(本稿は、2023年5月に日本音楽学会のX上に掲載された10回分の文章を、著者の許可を得て転載したものです)
リヒャルト・ワーグナーのオペラを「音楽学」の観点から研究するスタンスは、大きく2つに分かれるだろう。すなわち、そのオペラを徹底して「ワーグナー研究」という視点から研究するスタンスと、それを「オペラ史」や「西洋音楽史」といった俯瞰的な視点から研究するスタンスである。
どちらが正しいという問題ではない。ただ、作曲家研究がもはや流行らなくなった今だからこそ、ワーグナーのオペラを「オペラ史」や「西洋音楽史」の視点から見つめてみると、ワーグナーの魅力がある種の「ヘタうま」から来ていることが見えてくる。――と言ったら怒られるだろうか(誰に?)
《タンホイザー》の結末では、主人公が救済されたことが分かりやすく伝わらなければならない。ワーグナーが設定した救済の証は、「枯れ木の枝に緑の若芽が吹き出す」というものだ。実際それがオペラ劇場の客席から見えるだろうか。劇場効果としてはヘタだ。だからこそ、音楽が救済の証となっている。
《ジークフリート》第2幕で主人公は、森の鳥から「山の向こうで炎の海を踏み越えれば、花嫁ブリュンヒルデを得られる」と教えられ、第3幕第2場ではさすらい人に「そこで寝ている女を起こそうと思っている」と告げる。同第3場でまさに目の前には寝ている人がいる。
女性以外にそこに誰がいるというのか!? それでもジークフリートは「男じゃない!」と驚愕する。実にばかばかしい。だが、このテクストでなければいけない理由がある。オペラには、ヴェルディが「parola scenica」、ブゾーニが「Schlagwort」と呼んだ、劇的転換点となる言葉が求められる。
したがって、ジークフリートの言葉は「初めて女性を見た!」では弱いわけだ。そこでその布石として、武具を付けた人間ならば「男」である、という独白を一旦させている。オペラとは本来的に矛盾や不自然なものに溢れている。オペラの戦略とは、そうした不足をいかに音楽で救済させるか、にある。

[データ一覧]
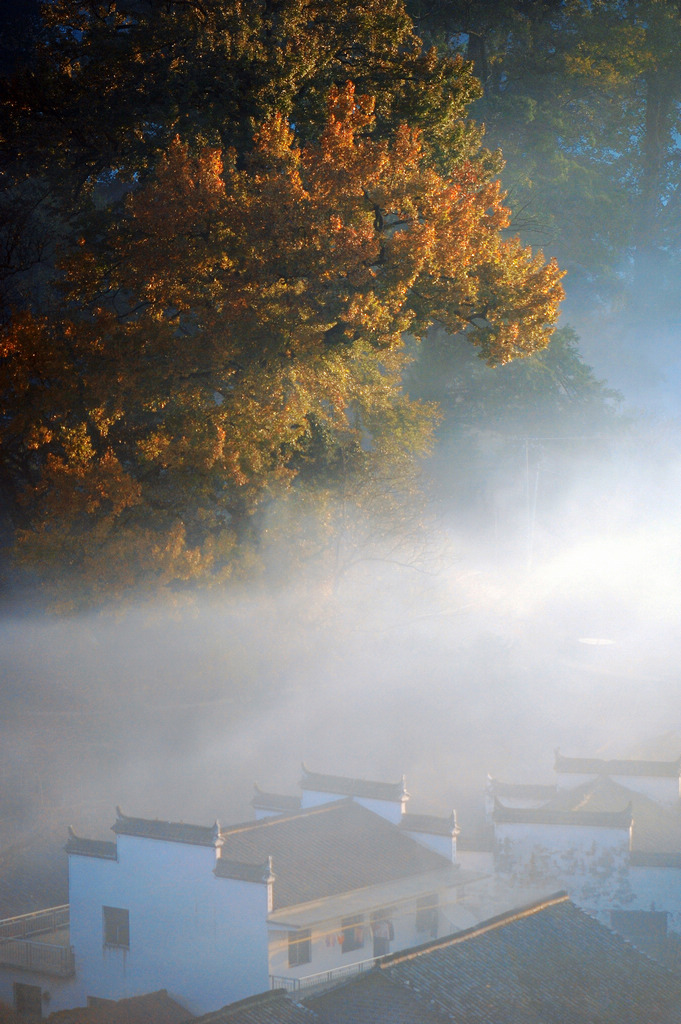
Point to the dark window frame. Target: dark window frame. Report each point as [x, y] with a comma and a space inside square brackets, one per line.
[427, 914]
[28, 1001]
[352, 933]
[300, 947]
[116, 927]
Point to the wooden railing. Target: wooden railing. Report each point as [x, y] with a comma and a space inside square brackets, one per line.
[18, 946]
[47, 957]
[322, 977]
[38, 923]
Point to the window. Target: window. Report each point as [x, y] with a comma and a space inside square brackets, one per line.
[28, 1001]
[117, 927]
[352, 934]
[299, 947]
[426, 914]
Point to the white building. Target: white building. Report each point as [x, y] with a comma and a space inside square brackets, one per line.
[314, 887]
[609, 833]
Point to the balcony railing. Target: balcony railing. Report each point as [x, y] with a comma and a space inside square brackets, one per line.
[323, 977]
[47, 957]
[20, 947]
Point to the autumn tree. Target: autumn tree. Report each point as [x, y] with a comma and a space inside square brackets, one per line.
[230, 326]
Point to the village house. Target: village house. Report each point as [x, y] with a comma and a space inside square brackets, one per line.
[545, 964]
[315, 887]
[608, 832]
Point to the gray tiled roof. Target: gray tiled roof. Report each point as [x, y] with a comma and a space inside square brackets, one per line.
[90, 847]
[328, 850]
[595, 766]
[375, 999]
[548, 964]
[153, 1008]
[550, 816]
[273, 801]
[268, 1008]
[430, 823]
[171, 832]
[343, 786]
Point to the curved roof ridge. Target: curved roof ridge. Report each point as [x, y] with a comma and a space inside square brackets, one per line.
[346, 785]
[500, 921]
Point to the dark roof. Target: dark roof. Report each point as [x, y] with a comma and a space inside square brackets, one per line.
[352, 786]
[548, 816]
[328, 850]
[273, 801]
[154, 1008]
[243, 871]
[90, 847]
[430, 823]
[480, 840]
[656, 828]
[268, 1008]
[171, 832]
[34, 871]
[546, 964]
[375, 999]
[521, 790]
[594, 766]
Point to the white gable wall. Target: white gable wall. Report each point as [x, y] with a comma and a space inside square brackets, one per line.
[657, 889]
[180, 915]
[444, 845]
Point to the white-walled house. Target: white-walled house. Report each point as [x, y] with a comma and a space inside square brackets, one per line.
[609, 833]
[310, 889]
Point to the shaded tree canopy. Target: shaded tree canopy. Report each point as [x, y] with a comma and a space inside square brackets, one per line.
[241, 241]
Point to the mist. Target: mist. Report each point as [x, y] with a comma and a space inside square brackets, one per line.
[552, 622]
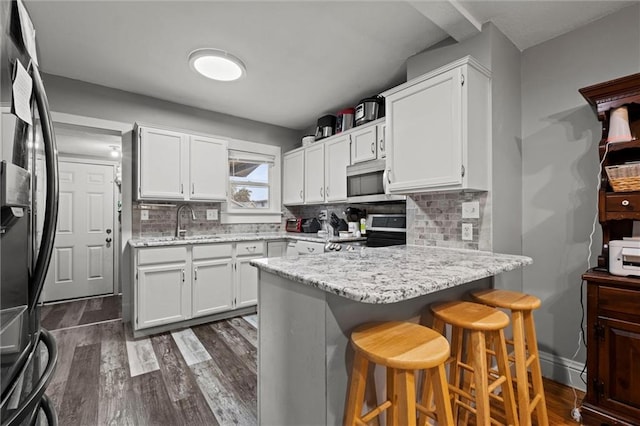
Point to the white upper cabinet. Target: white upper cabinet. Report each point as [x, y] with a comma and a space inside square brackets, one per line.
[177, 166]
[364, 144]
[162, 155]
[293, 177]
[314, 173]
[208, 168]
[438, 128]
[336, 160]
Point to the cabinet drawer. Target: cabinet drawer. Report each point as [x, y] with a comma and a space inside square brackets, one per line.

[演習問題]
A) ワーグナーのオペラについての課題文によれば、《タンホイザー》の結末でワーグナーが設定した救済の証とは何か。
B) 上に並ぶ行のうち、「Point to the mist.」を含む行から始まり、行の最後で終わる範囲を、両端の行も含めてそのまま書き写しなさい。画像は除くこと。

[各問の解答]
A) 枯れ木の枝に緑の若芽が吹き出すことである。

B)
Point to the mist. Target: mist. Report each point as [x, y] with a comma and a space inside square brackets, one per line.
[552, 622]
Point to the white upper cabinet. Target: white upper cabinet. Report each point as [x, y] with a comma and a space inside square brackets, one per line.
[177, 166]
[364, 144]
[162, 155]
[293, 177]
[314, 173]
[208, 168]
[438, 128]
[336, 160]
Point to the cabinet drawer. Target: cabinet drawer. Report each point as [x, y] with a comma and a space inside square brackets, one per line.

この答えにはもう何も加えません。